Ziele
**1)** Unter welcher Voraussetzung ist die Vorratsgründung laut dem Text zur Vorrats-GmbH zulässig?
**2)** Fasse den Text zur Vorrats-GmbH in zwei Sätzen zusammen.
**3)** Schreibe den Text zur Vorrats-GmbH im Anschluss an seinen letzten Satz weiter.

Vorliegender Text
Rz. 47
In der Praxis besteht ein Bedürfnis für die Vorratsgründung von GmbH, u.a. wegen der nicht effektiv beeinflussbaren Dauer der Eintragung der GmbH im Handelsregister nach der Anmeldung. Die Vorratsgründung ist zulässig, wenn sie offengelegt ist; insb. ist der Unternehmensgegenstand als Verwaltung des eigenen Vermögens der Gesellschaft zu bezeichnen, und die Firma darf keine aktive Geschäftstätigkeit vortäuschen (§ 18 Abs. 2 HGB). Die Vorrats-GmbH betreibt kein Gewerbe, braucht daher mE keine IHK-Beiträge zu zahlen, was die Rspr. aber anders sieht.

(Zeilen aus einem Datensatz)
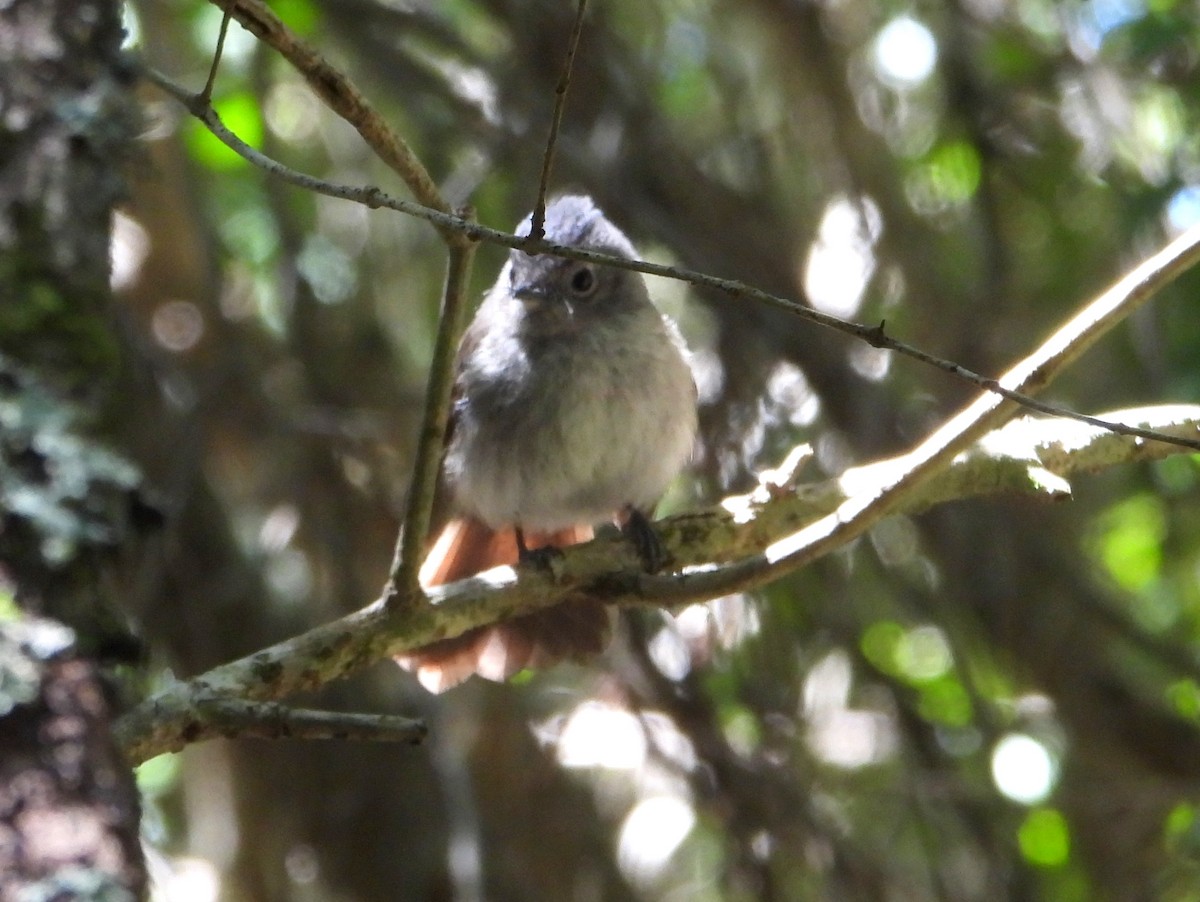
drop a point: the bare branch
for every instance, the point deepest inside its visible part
(1013, 459)
(537, 228)
(1180, 254)
(340, 95)
(239, 719)
(207, 94)
(413, 535)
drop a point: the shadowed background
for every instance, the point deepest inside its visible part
(993, 701)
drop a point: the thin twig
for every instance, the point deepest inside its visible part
(607, 569)
(207, 94)
(421, 491)
(340, 94)
(239, 719)
(864, 509)
(537, 228)
(447, 223)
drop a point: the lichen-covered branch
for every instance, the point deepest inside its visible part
(1029, 456)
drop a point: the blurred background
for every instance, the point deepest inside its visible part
(996, 701)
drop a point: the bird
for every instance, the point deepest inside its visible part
(574, 404)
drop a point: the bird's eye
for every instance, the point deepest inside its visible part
(583, 281)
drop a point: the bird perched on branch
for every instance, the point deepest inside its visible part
(574, 404)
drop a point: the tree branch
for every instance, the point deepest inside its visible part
(1180, 254)
(239, 719)
(340, 95)
(1017, 458)
(411, 543)
(538, 220)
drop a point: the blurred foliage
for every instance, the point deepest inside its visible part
(967, 172)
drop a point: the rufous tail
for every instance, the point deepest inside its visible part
(574, 630)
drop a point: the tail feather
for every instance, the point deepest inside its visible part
(574, 630)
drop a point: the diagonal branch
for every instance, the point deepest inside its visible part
(1185, 251)
(413, 535)
(340, 95)
(547, 160)
(1013, 459)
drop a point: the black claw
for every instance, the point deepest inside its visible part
(540, 558)
(641, 533)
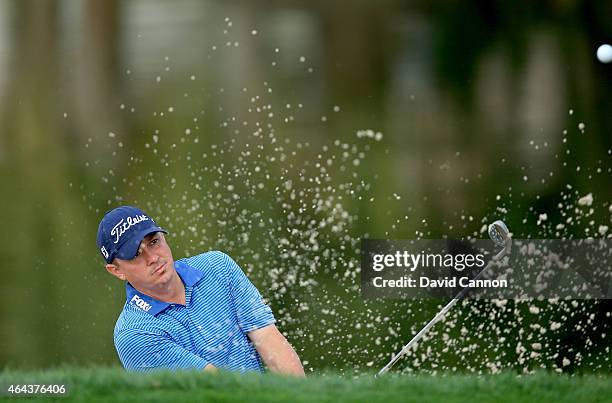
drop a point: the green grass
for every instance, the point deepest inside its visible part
(116, 385)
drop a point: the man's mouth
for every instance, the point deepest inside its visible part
(160, 269)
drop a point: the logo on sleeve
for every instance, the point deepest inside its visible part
(140, 303)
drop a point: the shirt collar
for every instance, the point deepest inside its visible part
(152, 306)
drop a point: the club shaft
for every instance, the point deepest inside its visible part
(435, 319)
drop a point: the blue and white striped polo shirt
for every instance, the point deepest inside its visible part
(221, 306)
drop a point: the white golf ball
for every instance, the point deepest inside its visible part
(604, 53)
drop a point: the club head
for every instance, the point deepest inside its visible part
(499, 233)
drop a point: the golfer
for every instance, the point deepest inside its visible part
(201, 312)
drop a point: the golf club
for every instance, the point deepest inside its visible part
(498, 232)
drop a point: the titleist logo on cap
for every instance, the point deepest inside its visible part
(122, 226)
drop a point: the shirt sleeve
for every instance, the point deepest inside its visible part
(141, 350)
(252, 312)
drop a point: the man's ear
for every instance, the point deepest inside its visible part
(114, 270)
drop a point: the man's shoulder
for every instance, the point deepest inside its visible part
(207, 261)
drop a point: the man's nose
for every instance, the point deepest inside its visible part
(150, 257)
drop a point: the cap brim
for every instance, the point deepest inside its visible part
(128, 250)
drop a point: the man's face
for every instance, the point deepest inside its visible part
(152, 267)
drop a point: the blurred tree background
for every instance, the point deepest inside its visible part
(235, 125)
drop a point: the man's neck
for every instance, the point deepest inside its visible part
(173, 292)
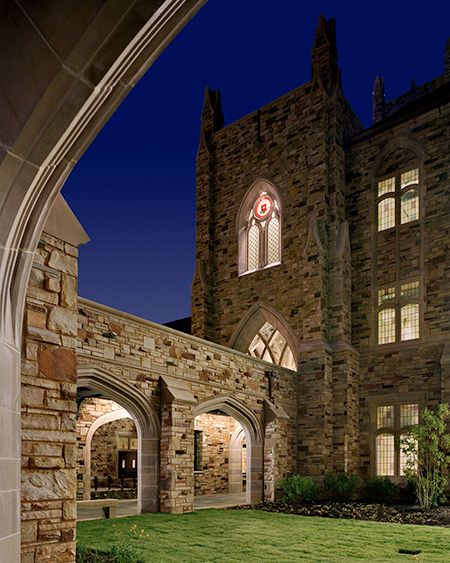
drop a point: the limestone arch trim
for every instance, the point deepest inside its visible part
(147, 427)
(100, 421)
(247, 201)
(252, 321)
(37, 162)
(254, 435)
(245, 206)
(235, 460)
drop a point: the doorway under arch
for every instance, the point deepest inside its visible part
(94, 381)
(248, 429)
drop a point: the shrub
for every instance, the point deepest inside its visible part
(299, 490)
(381, 489)
(339, 487)
(427, 460)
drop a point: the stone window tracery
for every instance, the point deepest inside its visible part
(259, 226)
(398, 313)
(270, 345)
(398, 199)
(392, 425)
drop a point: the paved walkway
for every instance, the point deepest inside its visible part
(219, 501)
(129, 507)
(125, 508)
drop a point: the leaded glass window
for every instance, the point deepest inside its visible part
(270, 345)
(392, 430)
(260, 233)
(385, 447)
(398, 313)
(402, 190)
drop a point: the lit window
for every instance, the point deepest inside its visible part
(410, 321)
(386, 186)
(386, 295)
(259, 231)
(404, 189)
(386, 213)
(409, 178)
(385, 448)
(410, 206)
(385, 416)
(386, 326)
(270, 345)
(409, 414)
(409, 290)
(407, 457)
(393, 422)
(273, 241)
(253, 247)
(398, 313)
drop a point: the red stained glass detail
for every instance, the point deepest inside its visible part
(263, 207)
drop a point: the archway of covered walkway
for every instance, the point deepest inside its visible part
(63, 75)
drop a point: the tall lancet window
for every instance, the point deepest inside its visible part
(259, 230)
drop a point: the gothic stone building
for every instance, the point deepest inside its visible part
(320, 315)
(323, 247)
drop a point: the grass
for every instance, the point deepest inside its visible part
(253, 536)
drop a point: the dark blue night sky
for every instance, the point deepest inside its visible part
(134, 189)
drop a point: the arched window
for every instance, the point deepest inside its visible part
(259, 228)
(402, 190)
(270, 345)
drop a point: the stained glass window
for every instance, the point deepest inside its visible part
(270, 345)
(253, 247)
(385, 416)
(260, 234)
(385, 453)
(386, 186)
(407, 457)
(386, 213)
(404, 189)
(410, 206)
(390, 446)
(410, 321)
(273, 241)
(386, 326)
(409, 414)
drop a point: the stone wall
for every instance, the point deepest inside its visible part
(297, 143)
(217, 430)
(104, 448)
(418, 250)
(177, 374)
(49, 374)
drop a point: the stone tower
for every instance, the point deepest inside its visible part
(291, 150)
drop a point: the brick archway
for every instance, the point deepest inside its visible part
(254, 438)
(147, 426)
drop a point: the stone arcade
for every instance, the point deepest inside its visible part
(319, 313)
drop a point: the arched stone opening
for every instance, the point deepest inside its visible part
(104, 420)
(249, 428)
(94, 380)
(51, 113)
(237, 462)
(264, 318)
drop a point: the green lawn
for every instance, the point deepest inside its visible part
(252, 536)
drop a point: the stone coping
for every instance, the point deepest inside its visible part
(84, 302)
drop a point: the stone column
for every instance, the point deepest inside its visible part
(177, 447)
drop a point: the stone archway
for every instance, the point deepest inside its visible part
(254, 440)
(104, 419)
(60, 84)
(147, 426)
(235, 460)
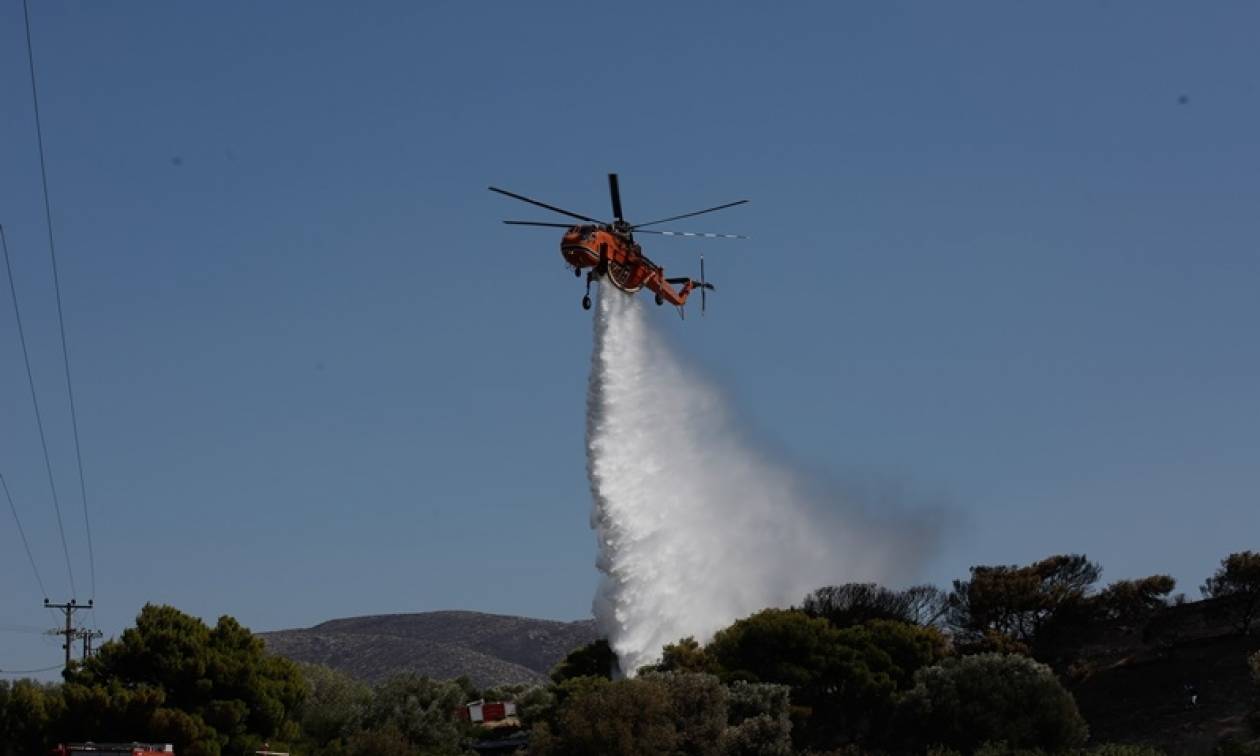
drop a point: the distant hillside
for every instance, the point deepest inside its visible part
(489, 649)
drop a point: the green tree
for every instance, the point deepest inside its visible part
(630, 717)
(27, 712)
(684, 655)
(1237, 578)
(843, 682)
(420, 708)
(759, 721)
(1133, 601)
(969, 701)
(1014, 604)
(854, 604)
(207, 689)
(333, 708)
(594, 659)
(698, 704)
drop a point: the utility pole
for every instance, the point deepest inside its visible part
(87, 636)
(69, 633)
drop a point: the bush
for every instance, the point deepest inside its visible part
(1239, 580)
(965, 702)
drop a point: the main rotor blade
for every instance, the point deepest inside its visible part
(707, 236)
(730, 204)
(615, 192)
(542, 204)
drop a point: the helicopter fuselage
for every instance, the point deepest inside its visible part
(616, 258)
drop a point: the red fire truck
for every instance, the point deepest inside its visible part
(112, 749)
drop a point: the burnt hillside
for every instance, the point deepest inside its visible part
(1134, 683)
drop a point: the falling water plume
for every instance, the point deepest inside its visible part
(697, 527)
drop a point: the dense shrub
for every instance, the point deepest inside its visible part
(965, 702)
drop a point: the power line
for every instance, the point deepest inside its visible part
(34, 401)
(69, 607)
(23, 533)
(57, 287)
(30, 670)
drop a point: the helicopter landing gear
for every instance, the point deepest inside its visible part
(586, 300)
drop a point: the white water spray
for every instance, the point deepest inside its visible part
(696, 527)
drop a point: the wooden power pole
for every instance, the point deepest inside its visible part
(68, 631)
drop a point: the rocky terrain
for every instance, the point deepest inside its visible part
(489, 649)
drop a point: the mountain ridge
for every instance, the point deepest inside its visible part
(489, 648)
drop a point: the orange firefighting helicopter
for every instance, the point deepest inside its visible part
(610, 251)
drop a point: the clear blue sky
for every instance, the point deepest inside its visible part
(996, 260)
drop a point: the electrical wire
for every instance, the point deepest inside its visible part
(29, 629)
(25, 543)
(34, 401)
(57, 286)
(30, 670)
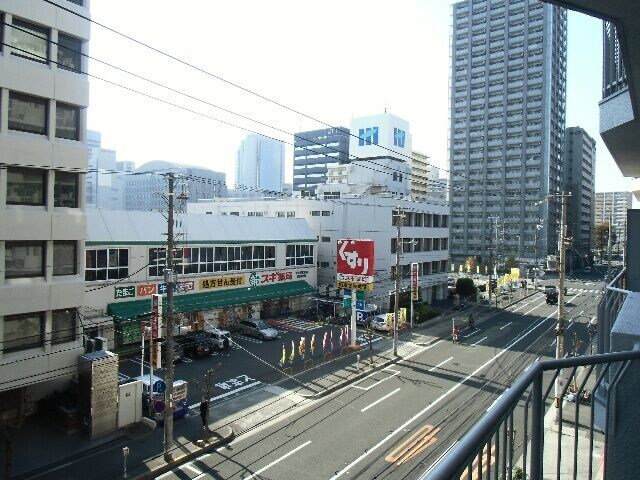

Die Lösungen
**1)** Wenn sie offengelegt ist.

**2)** In der Praxis besteht ein Bedürfnis für die Vorratsgründung von GmbH, unter anderem weil sich die Dauer der Eintragung ins Handelsregister nach der Anmeldung nicht effektiv beeinflussen lässt. Zulässig ist sie, wenn sie offengelegt ist; dabei ist der Unternehmensgegenstand als Verwaltung des eigenen Vermögens zu bezeichnen, die Firma darf keine aktive Geschäftstätigkeit vortäuschen, und mangels Gewerbe braucht die Vorrats-GmbH nach der im Text vertretenen Ansicht keine IHK-Beiträge zu zahlen, was die Rechtsprechung anders sieht.

**3)**
Bei der späteren Verwendung einer Vorrats-GmbH gilt nach dem BGH der Grundsatz der wirtschaftlichen Neugründung: Die der Gewährleistung der Kapitalausstattung dienenden Gründungsvorschriften einschl. der registergerichtlichen Kontrolle seien entsprechend anzuwenden, da die Verwendung der Vorrats-GmbH durch ihre erstmalige Ausstattung mit einem Unternehmen und Aufnahme eines Geschäftsbereichs "wirtschaftlich eine Neugründung" darstelle; daher habe der Geschäftsführer gem. § 8 Abs. 2 GmbHG jedenfalls zu versichern, dass die in § 7 Abs. 2 und 3 GmbHG bezeichneten Leistungen bewirkt sind und der Gegenstand der Leistungen sich weiterhin in seiner freien Verfügung befindet. Gleiches gilt für die Mantel-GmbH. Beim Mantelkauf schlüpft ein neues Unternehmen in die juristische "Hülle" einer bereits bestehenden GmbH: Die Gesellschafter kaufen/gründen keine neue GmbH, sondern erwerben Geschäftsanteile einer existierenden, geschäftlich nicht oder kaum noch aktiven GmbH (häufig mit steuerlichen Verlustvorträgen).
Verkäufer von Vorrats- und Mantel-GmbHs werden dafür sorgen, die Alt-Geschäftsführer zu entlasten und dem Handelsregister eine neue inländische Geschäftsanschrift mitteilen zu lassen.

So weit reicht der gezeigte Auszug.